Contour labeling lines:

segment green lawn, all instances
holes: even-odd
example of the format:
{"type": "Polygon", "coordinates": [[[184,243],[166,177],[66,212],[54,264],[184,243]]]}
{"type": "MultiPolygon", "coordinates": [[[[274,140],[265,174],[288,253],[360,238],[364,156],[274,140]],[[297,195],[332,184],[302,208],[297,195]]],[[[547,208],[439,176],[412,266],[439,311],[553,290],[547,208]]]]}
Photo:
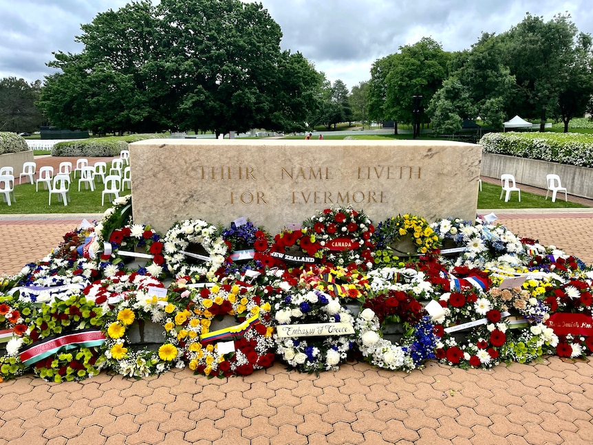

# What to do:
Change every "green lawn" in the lines above to "dry grass" and write the lines out again with nothing else altered, leaving out the pictures.

# Solved exercise:
segment dry grass, all instances
holes: even-odd
example of the format:
{"type": "Polygon", "coordinates": [[[184,243],[166,177],[66,212],[54,264],[184,243]]]}
{"type": "MultiPolygon", "coordinates": [[[[274,140],[265,174],[288,253],[360,238],[364,156],[274,140]],[[297,195],[332,184],[302,208],[297,195]]],[[[547,208],[439,176],[412,266],[439,311],[553,290],[547,208]]]]}
Photo:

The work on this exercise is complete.